** Your task **
Copy out the data word for word, from the line that contains "Thank you for the photo. Could you please identify the referee" through the final line, with both of those lines included.

───── Supplied information

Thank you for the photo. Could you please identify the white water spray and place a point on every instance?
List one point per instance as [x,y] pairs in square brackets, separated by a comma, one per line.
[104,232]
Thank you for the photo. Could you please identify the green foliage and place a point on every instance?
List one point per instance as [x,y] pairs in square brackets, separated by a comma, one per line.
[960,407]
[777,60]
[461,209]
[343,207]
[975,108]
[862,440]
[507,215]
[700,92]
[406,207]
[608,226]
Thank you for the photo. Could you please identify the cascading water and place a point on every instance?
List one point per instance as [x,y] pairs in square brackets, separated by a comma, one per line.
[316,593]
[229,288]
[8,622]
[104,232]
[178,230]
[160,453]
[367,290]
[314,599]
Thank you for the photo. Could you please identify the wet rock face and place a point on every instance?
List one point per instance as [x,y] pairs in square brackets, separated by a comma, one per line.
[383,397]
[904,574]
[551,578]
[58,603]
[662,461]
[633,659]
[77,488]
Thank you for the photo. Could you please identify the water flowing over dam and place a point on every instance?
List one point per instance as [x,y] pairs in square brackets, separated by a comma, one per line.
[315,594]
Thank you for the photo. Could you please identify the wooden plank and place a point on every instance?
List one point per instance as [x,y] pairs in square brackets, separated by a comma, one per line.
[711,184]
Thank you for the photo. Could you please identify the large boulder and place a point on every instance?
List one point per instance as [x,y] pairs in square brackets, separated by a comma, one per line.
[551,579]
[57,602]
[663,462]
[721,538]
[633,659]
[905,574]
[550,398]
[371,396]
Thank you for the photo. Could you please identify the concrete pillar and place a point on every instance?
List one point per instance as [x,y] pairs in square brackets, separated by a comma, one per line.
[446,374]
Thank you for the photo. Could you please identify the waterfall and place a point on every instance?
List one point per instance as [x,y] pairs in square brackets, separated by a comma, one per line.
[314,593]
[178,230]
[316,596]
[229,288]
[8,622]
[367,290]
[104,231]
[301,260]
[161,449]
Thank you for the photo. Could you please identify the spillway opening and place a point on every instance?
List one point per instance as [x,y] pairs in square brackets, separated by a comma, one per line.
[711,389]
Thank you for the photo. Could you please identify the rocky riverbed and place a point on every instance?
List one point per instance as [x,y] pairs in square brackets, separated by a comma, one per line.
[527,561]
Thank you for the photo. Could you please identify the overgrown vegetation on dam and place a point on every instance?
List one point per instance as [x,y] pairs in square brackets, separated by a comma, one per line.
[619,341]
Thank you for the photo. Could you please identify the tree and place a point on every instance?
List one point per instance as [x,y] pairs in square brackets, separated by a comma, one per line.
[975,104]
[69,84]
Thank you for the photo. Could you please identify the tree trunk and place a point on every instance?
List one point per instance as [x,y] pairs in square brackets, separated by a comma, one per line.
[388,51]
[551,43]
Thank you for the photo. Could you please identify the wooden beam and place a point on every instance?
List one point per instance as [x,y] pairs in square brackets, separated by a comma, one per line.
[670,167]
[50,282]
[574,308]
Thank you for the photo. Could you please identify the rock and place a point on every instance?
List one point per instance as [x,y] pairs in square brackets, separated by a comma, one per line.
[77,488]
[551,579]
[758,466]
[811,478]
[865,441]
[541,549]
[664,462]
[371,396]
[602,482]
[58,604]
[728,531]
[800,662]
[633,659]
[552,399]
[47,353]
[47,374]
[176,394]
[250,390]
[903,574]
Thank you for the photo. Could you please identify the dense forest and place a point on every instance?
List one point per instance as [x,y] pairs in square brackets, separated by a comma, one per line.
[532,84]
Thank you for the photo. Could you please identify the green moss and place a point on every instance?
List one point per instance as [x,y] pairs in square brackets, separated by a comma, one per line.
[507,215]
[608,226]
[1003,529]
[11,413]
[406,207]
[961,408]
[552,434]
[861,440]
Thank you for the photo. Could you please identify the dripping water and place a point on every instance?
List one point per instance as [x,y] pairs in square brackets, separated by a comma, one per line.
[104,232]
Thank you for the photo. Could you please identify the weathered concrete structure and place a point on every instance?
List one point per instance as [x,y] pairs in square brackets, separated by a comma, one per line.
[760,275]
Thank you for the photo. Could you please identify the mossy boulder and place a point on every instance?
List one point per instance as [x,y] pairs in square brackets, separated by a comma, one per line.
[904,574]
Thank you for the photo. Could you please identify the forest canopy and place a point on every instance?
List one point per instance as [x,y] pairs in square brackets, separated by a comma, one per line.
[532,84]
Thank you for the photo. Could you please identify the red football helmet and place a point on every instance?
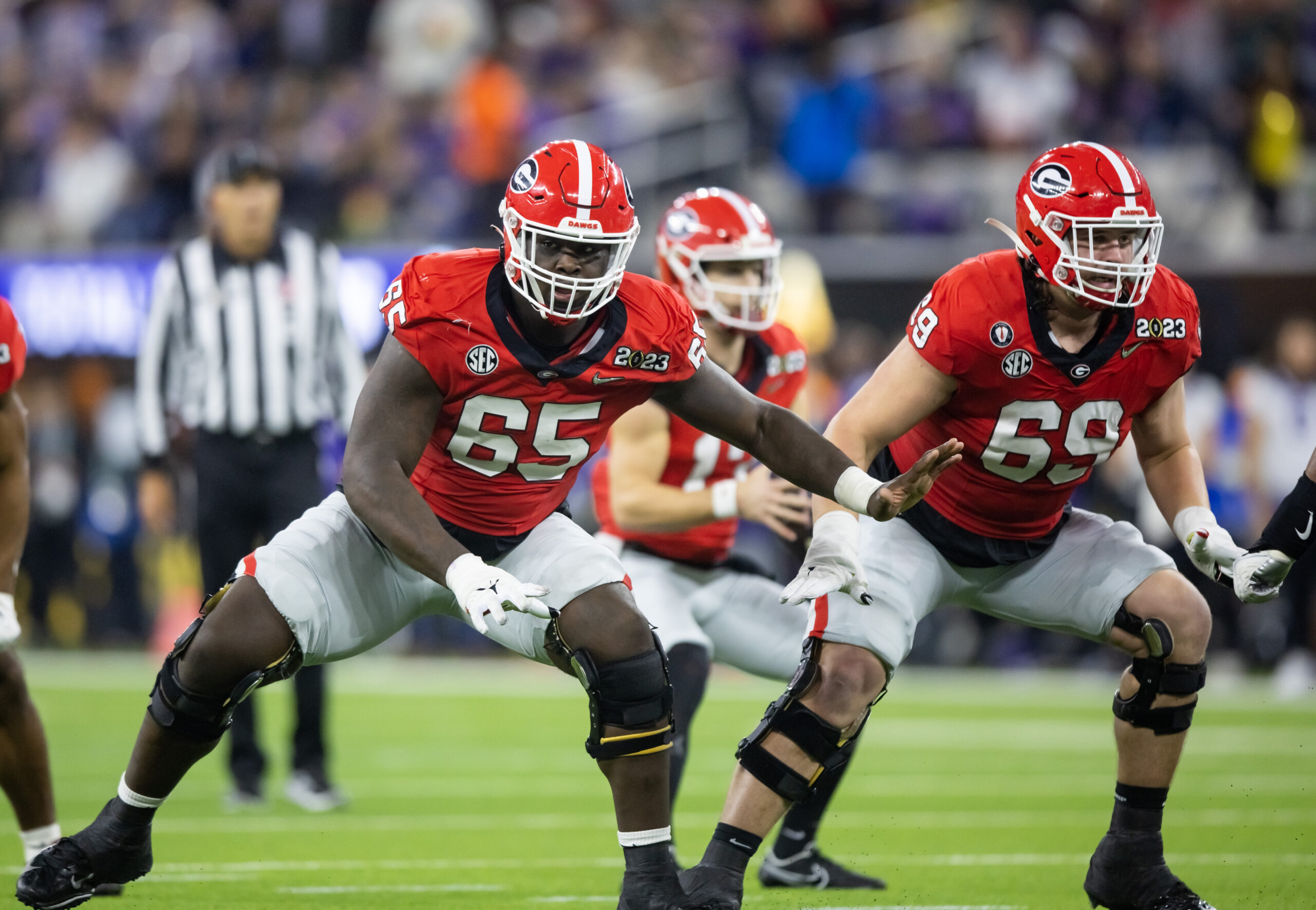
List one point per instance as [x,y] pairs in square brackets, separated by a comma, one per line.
[1064,199]
[568,191]
[714,224]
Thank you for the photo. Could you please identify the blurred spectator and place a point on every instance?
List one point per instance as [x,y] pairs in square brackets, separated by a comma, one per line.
[824,133]
[1021,92]
[86,179]
[489,121]
[427,44]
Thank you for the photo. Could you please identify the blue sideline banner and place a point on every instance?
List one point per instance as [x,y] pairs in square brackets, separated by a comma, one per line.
[97,303]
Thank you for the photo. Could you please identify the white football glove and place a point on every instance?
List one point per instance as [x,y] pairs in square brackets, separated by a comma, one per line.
[1258,576]
[832,563]
[1210,547]
[485,589]
[10,629]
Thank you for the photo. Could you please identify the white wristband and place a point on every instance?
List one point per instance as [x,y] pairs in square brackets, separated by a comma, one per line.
[1190,519]
[724,498]
[837,526]
[853,490]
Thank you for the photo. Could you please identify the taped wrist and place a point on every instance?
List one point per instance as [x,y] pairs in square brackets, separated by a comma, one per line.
[632,695]
[853,490]
[1290,529]
[205,718]
[824,743]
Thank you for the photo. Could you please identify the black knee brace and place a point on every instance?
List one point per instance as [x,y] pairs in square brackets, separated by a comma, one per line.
[827,744]
[1157,676]
[631,693]
[205,718]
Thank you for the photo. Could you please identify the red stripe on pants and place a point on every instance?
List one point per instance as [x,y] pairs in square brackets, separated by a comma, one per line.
[819,618]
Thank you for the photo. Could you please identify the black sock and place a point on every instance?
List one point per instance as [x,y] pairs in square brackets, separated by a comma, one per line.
[1290,530]
[648,857]
[687,665]
[800,826]
[731,847]
[1139,808]
[139,818]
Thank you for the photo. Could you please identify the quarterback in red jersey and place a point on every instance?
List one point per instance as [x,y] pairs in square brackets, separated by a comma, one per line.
[24,767]
[1043,359]
[502,373]
[671,498]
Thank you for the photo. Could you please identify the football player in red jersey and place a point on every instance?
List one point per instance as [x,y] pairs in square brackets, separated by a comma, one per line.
[673,497]
[502,373]
[1043,357]
[24,766]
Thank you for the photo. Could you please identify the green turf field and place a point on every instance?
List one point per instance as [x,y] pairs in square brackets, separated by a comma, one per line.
[470,789]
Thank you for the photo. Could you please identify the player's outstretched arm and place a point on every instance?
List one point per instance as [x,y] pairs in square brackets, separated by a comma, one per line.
[715,404]
[1261,572]
[393,422]
[1176,480]
[13,506]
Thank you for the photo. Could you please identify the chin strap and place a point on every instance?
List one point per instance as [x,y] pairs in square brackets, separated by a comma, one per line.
[1014,238]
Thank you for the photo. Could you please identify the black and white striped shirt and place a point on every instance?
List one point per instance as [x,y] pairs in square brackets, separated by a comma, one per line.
[245,348]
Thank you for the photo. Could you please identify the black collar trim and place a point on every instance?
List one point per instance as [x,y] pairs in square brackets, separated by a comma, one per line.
[762,352]
[1094,355]
[224,260]
[532,357]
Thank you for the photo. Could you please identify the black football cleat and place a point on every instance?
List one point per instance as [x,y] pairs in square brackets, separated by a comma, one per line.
[1128,872]
[811,869]
[653,885]
[714,887]
[67,873]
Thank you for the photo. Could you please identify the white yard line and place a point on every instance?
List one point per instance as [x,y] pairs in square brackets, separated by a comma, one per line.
[386,889]
[244,825]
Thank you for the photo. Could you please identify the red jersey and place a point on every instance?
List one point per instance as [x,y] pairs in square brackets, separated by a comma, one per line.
[774,369]
[1035,419]
[13,348]
[518,422]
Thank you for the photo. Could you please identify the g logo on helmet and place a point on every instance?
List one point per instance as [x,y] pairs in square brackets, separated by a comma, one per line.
[682,224]
[525,174]
[1051,181]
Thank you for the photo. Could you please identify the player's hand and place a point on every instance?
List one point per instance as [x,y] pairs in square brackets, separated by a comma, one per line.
[832,563]
[10,629]
[1209,545]
[773,502]
[897,496]
[485,589]
[1258,576]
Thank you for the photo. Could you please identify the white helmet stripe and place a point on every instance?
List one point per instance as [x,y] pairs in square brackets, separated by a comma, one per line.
[1126,178]
[584,190]
[737,202]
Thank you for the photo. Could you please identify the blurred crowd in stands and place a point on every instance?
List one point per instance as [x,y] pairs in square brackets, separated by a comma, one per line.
[400,119]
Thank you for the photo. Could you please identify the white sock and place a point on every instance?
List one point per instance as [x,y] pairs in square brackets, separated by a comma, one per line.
[137,800]
[644,838]
[37,839]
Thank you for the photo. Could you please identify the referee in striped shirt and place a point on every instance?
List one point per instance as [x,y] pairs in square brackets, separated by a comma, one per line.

──────────

** Answer below **
Thank you for the photo. Could you please identify the referee in striped shirt and place a point on every instance?
List one point per instance as [x,y] pairs in square brackets, separated by a comma, one per line.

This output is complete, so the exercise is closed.